# EXCERPT:
•••

You work at an ed tech firm. You've created a service that delivers assessments, and now lots of different customers (e.g., Pearson) want to publish their assessments on it. You need to get ready for data scientists who work for these customers to run queries on the data.
Through 3 different activites, you will spin up existing containers and prepare the infrastructure to land the data in the form and structure it needs to be to be queried.
- Publish and consume messages with kafka.
- Use spark to transform the messages.
- Use spark to transform the messages so that you can land them in hdfs.

•••

# INFORMATION SUPPLIED:
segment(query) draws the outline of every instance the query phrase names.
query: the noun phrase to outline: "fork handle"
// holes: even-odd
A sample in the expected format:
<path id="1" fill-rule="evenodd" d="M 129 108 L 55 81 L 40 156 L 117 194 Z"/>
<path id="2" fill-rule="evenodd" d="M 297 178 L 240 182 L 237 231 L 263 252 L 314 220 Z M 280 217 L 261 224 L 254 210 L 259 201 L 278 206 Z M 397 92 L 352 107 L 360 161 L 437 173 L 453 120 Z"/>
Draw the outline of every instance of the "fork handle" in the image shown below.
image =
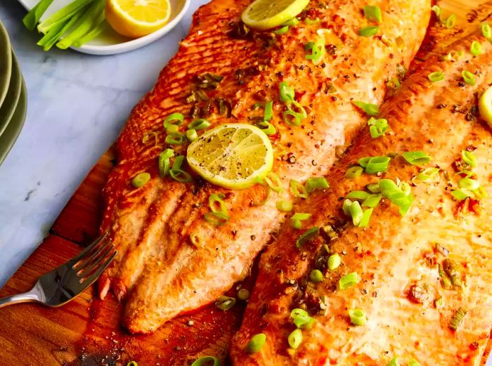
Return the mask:
<path id="1" fill-rule="evenodd" d="M 13 303 L 42 302 L 42 291 L 40 291 L 40 285 L 38 282 L 32 289 L 27 292 L 0 299 L 0 308 L 12 305 Z"/>

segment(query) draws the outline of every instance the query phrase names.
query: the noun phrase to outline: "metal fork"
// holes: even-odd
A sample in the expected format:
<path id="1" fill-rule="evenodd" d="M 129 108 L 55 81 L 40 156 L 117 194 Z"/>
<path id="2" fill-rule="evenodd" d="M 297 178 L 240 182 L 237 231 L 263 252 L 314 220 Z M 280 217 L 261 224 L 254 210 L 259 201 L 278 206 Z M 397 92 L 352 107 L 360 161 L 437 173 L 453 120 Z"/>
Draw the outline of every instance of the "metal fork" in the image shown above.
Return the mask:
<path id="1" fill-rule="evenodd" d="M 105 233 L 75 258 L 41 276 L 30 291 L 0 299 L 0 308 L 23 302 L 38 302 L 53 308 L 67 303 L 98 278 L 116 254 Z"/>

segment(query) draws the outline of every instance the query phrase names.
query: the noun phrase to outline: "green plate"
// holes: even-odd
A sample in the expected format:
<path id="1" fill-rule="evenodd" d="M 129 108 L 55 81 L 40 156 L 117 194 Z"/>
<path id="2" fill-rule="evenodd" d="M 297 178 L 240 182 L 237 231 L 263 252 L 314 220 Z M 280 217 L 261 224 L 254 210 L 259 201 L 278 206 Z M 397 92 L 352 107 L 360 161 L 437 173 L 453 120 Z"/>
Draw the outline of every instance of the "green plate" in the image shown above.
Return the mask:
<path id="1" fill-rule="evenodd" d="M 27 92 L 25 88 L 24 80 L 22 81 L 22 89 L 20 97 L 17 104 L 15 111 L 12 116 L 10 123 L 0 136 L 0 164 L 4 162 L 8 152 L 13 146 L 17 137 L 22 129 L 25 115 L 27 110 Z"/>
<path id="2" fill-rule="evenodd" d="M 8 91 L 5 96 L 4 103 L 0 106 L 0 136 L 7 128 L 13 112 L 17 107 L 17 103 L 20 96 L 20 89 L 22 84 L 22 76 L 20 74 L 19 64 L 15 59 L 15 55 L 12 53 L 12 75 Z"/>
<path id="3" fill-rule="evenodd" d="M 12 72 L 12 51 L 8 34 L 0 22 L 0 105 L 7 95 Z"/>

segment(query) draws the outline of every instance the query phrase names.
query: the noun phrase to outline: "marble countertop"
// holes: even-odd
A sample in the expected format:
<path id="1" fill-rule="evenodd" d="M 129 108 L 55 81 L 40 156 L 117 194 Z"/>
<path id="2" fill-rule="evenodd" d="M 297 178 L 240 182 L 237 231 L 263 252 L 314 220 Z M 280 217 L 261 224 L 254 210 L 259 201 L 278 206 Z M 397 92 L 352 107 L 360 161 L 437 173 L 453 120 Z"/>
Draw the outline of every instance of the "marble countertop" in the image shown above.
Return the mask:
<path id="1" fill-rule="evenodd" d="M 16 0 L 0 2 L 27 86 L 27 116 L 0 166 L 0 287 L 48 234 L 93 165 L 116 139 L 133 107 L 188 33 L 191 15 L 207 0 L 192 0 L 181 23 L 143 48 L 93 56 L 56 48 L 22 24 Z"/>

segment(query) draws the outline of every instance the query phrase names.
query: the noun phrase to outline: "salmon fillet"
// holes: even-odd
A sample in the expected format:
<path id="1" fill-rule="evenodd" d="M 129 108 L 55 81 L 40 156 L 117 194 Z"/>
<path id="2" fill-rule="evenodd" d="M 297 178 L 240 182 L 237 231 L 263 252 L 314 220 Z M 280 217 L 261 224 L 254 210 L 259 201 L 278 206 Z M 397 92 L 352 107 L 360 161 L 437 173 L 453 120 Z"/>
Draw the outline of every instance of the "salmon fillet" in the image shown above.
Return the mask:
<path id="1" fill-rule="evenodd" d="M 368 24 L 359 0 L 312 0 L 300 23 L 283 35 L 247 32 L 238 22 L 249 0 L 214 0 L 200 8 L 178 53 L 119 137 L 117 164 L 104 190 L 102 230 L 110 231 L 118 255 L 100 280 L 101 296 L 112 289 L 127 299 L 123 323 L 130 332 L 153 332 L 213 301 L 248 274 L 285 218 L 276 203 L 292 199 L 290 180 L 326 174 L 365 124 L 351 101 L 380 104 L 387 81 L 404 74 L 424 37 L 429 2 L 375 1 L 384 20 L 373 37 L 358 34 Z M 305 58 L 304 44 L 318 37 L 325 37 L 326 54 L 314 65 Z M 210 75 L 223 79 L 200 89 Z M 296 100 L 308 112 L 301 126 L 282 120 L 281 81 L 295 88 Z M 264 100 L 274 102 L 273 170 L 283 193 L 257 206 L 265 195 L 260 185 L 229 190 L 197 178 L 185 184 L 159 176 L 157 159 L 164 148 L 186 154 L 185 147 L 165 145 L 167 115 L 183 113 L 183 127 L 192 116 L 205 117 L 212 126 L 251 123 L 259 116 L 253 105 Z M 130 182 L 141 171 L 152 178 L 136 189 Z M 203 218 L 212 193 L 225 196 L 230 221 L 223 226 Z"/>
<path id="2" fill-rule="evenodd" d="M 476 57 L 470 53 L 473 41 L 481 46 Z M 472 74 L 474 85 L 464 82 L 463 71 Z M 436 72 L 445 79 L 432 82 L 429 75 Z M 327 176 L 331 188 L 294 207 L 295 212 L 312 214 L 303 227 L 323 228 L 320 234 L 298 248 L 299 232 L 286 223 L 261 255 L 233 339 L 235 365 L 375 366 L 389 365 L 396 355 L 399 365 L 411 359 L 429 366 L 484 362 L 492 329 L 492 131 L 477 108 L 478 96 L 491 85 L 492 44 L 477 32 L 420 65 L 383 104 L 381 116 L 391 132 L 373 138 L 365 129 Z M 472 178 L 487 197 L 453 199 L 465 176 L 457 171 L 467 169 L 462 150 L 477 157 Z M 401 156 L 409 151 L 425 152 L 432 160 L 410 164 Z M 359 159 L 374 156 L 393 157 L 387 172 L 345 177 Z M 429 167 L 440 171 L 416 179 Z M 402 217 L 383 198 L 367 227 L 354 226 L 342 210 L 344 197 L 383 178 L 410 185 L 414 201 L 408 212 Z M 334 254 L 341 264 L 330 270 L 327 258 Z M 314 268 L 324 275 L 318 283 L 309 277 Z M 360 282 L 342 289 L 340 279 L 351 273 Z M 302 330 L 297 349 L 287 342 L 296 329 L 294 308 L 315 319 L 311 329 Z M 351 324 L 348 312 L 354 308 L 363 311 L 365 325 Z M 455 330 L 450 328 L 453 318 Z M 247 345 L 259 333 L 266 334 L 266 343 L 260 352 L 248 353 Z"/>

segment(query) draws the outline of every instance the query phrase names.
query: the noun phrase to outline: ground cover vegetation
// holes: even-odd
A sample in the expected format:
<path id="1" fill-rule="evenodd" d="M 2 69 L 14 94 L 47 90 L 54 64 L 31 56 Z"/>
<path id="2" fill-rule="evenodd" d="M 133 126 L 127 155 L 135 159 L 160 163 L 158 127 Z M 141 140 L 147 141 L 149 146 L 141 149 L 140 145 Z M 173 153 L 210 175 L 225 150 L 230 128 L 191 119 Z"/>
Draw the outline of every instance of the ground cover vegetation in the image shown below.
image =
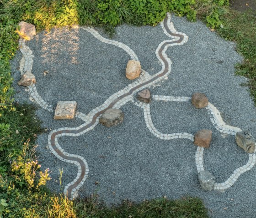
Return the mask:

•••

# COMPLETE THE FOLLOWING:
**1)** Put this sentence from the ed tech assessment text into Spanish: "You need to get ready for data scientists who work for these customers to run queries on the data."
**2)** From the ed tech assessment text, pull out everything from "You work at" down to "them in hdfs.", word for word.
**3)** Pick up the ed tech assessment text after its last line and keep it going.
You can leave the items out of this work.

# ANSWERS TO EACH TASK:
**1)** Necesitas prepararte para que los científicos de datos que trabajan para estos clientes ejecuten consultas sobre los datos.

**2)**
You work at an ed tech firm. You've created a service that delivers assessments, and now lots of different customers (e.g., Pearson) want to publish their assessments on it. You need to get ready for data scientists who work for these customers to run queries on the data.
Through 3 different activites, you will spin up existing containers and prepare the infrastructure to land the data in the form and structure it needs to be to be queried.
- Publish and consume messages with kafka.
- Use spark to transform the messages.
- Use spark to transform the messages so that you can land them in hdfs.

**3)**
The Docker cluster contains containers for zookeeper, kafka, and mids with additional installs. I:
- specified container startup dependencies
- exposed and mapped TCP ports for communications between containers and with the virtual machine
- mapped the storage layer to the virtual machine
Create a kafka directory
mkdir ~w205/kafka
cd ~/w205/kafka
The Docker file
---
version: '2'
services:
zookeeper:
image: confluentinc/cp-zookeeper:latest
environment:
ZOOKEEPER_CLIENT_PORT: 32181
ZOOKEEPER_TICK_TIME: 2000
expose:
- "2181"
- "2888"
- "32181"
- "3888"
kafka:
image: confluentinc/cp-kafka:latest
depends_on:
- zookeeper
environment:
KAFKA_BROKER_ID: 1
KAFKA_ZOOKEEPER_CONNECT: zookeeper:32181
KAFKA_ADVERTISED_LISTENERS: PLAINTEXT://kafka:29092
KAFKA_OFFSETS_TOPIC_REPLICATION_FACTOR: 1
expose:
- "9092"
- "29092"
cloudera:
image: midsw205/cdh-minimal:latest
expose:
- "8020" # nn
- "50070" # nn http
- "8888" # hue
#ports:
#- "8888:8888"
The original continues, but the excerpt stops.